In the listing below, find the line containing "like x=52, y=147.". Write out that line and every line after it to the end, exactly and only those.

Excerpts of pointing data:
** Start **

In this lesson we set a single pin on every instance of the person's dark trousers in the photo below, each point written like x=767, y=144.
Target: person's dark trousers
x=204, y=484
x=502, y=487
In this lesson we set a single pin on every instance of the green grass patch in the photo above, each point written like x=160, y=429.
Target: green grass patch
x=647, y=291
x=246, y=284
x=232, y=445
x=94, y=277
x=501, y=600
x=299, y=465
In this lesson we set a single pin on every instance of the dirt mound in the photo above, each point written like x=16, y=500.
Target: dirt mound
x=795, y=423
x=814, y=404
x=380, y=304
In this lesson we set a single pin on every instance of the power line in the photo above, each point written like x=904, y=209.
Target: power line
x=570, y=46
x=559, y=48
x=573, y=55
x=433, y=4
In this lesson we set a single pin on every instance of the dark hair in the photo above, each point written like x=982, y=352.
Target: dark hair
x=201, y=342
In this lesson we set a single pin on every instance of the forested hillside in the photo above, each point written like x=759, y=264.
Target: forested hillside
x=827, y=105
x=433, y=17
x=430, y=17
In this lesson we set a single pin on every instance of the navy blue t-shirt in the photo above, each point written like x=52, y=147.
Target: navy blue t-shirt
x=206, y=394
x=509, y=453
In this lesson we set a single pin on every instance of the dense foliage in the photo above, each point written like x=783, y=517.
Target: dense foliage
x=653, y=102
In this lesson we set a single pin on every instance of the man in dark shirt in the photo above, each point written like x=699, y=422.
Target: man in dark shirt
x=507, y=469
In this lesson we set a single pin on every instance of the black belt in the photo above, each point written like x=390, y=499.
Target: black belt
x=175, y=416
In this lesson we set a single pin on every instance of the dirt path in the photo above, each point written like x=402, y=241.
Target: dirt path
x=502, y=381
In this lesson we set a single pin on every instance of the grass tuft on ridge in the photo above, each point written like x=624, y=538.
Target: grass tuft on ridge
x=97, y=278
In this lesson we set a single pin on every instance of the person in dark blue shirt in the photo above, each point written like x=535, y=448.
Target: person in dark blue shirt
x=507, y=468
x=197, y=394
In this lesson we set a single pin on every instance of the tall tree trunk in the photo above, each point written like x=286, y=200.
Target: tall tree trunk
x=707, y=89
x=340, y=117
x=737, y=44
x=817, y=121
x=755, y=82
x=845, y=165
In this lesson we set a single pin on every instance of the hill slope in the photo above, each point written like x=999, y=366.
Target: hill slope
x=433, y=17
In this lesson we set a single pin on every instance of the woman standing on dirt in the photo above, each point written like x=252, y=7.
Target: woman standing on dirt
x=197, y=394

** End **

FULL ANSWER:
In this lesson we set a single pin on every instance of the navy blue t-shirt in the photo above, each point written like x=52, y=147.
Target: navy blue t-shirt
x=206, y=394
x=509, y=453
In this lesson we set a single pin on every instance of the dense foliage in the photo above, each point written like x=783, y=517.
Target: dense foliage
x=653, y=102
In this lesson we set a single pin on every instance of the man in dark shirt in the photo above, each point written like x=699, y=422.
Target: man in dark shirt
x=507, y=469
In this lesson we set a single pin on every instance of the black belt in the photo above, each point written like x=390, y=499.
Target: black belt
x=175, y=416
In this lesson we set a single pin on every instance of the dirt path in the photo above, each point written like x=402, y=241.
Target: dirt path
x=502, y=381
In this lesson we set a single pin on every instance of the grass tuft on ridge in the photo above, each point written like x=624, y=538.
Target: grass tuft on ridge
x=97, y=278
In this lesson we set a single pin on every instance of the person in dark blue shirt in the photo above, each point written like x=535, y=448.
Target: person in dark blue shirt
x=507, y=468
x=197, y=394
In this lesson we set a single pin on every instance of the tall tree trunk in the photo above, each point written like x=286, y=200.
Target: tall tree trunk
x=707, y=89
x=340, y=117
x=737, y=44
x=817, y=121
x=755, y=82
x=845, y=165
In this lesson we set a single pin on every instance of the hill slope in the photo above, each point written like x=999, y=366.
Target: hill slope
x=433, y=17
In this lesson we set a single pin on every instance of the woman standing on dirt in the photo above, each point written like x=252, y=7.
Target: woman standing on dirt
x=197, y=394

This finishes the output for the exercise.